#### What the task requires:
Reproduce word for word the portion of the text below on early oil ventures in Indian Territory that begins with the words "According to the" and ends after the words "exploiting this resource.".

#### Text:
········
According to the NRHP submission, Dr. H. W. Faucett, a resident of New York, was one of the first businessmen to recognize the potential of oil as a fuel in Indian Territory. He wrote the following letter to Rev. Allen Wright, Governor of the Choctaw Nation in Indian Territory, dated December 12, 1883, proposing terms for exploiting this resource.

... It would be impossible to interest capital in the work unless there was some agreement as to the extent of territory that could be had and the specified royalty; it would not do to wait until petroleum was found. You will please write me fully and explicitly as to what can be done in both the Choctaw and Chickasaw nations. Say if you think the exclusive privilege can be had, also the pipe line privilege for transporting oil.

Allen Wright evidently approved the proposal in principle and passed it on to the tribal council. On October 23, 1883, the council approved creating the "... Choctaw Oil and Refining Company, for the purpose of finding petroleum or rock oil, and increasing the revenue of the Choctaw Nation." (Note: Faucett had also contacted the Cherokee Nation with similar arrangement for drilling on its lands. The Cherokee Council approved his proposal on December 13, 1884.) The authorizations (basically concessions) gave exclusive rights for producing, transporting and refining in both nations ... an larea of nearly 20000 mi2.
········
Segmentation mask data
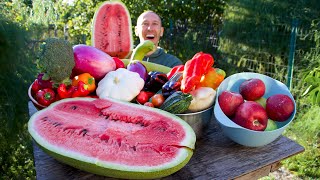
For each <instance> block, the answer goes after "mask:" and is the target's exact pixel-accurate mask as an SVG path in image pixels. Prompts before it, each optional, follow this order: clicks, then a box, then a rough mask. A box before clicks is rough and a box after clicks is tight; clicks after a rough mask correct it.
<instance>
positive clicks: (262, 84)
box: [239, 78, 266, 101]
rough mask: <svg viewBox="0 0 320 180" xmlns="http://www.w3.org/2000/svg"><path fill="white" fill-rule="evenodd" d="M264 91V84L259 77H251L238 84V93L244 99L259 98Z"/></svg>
mask: <svg viewBox="0 0 320 180" xmlns="http://www.w3.org/2000/svg"><path fill="white" fill-rule="evenodd" d="M265 91H266V85H265V84H264V82H263V81H262V80H261V79H257V78H251V79H247V80H245V81H244V82H242V83H241V84H240V87H239V93H240V94H241V95H242V97H243V98H244V99H245V100H248V101H255V100H257V99H259V98H261V97H262V96H263V95H264V93H265Z"/></svg>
········
#### Task solution:
According to the NRHP submission, Dr. H. W. Faucett, a resident of New York, was one of the first businessmen to recognize the potential of oil as a fuel in Indian Territory. He wrote the following letter to Rev. Allen Wright, Governor of the Choctaw Nation in Indian Territory, dated December 12, 1883, proposing terms for exploiting this resource.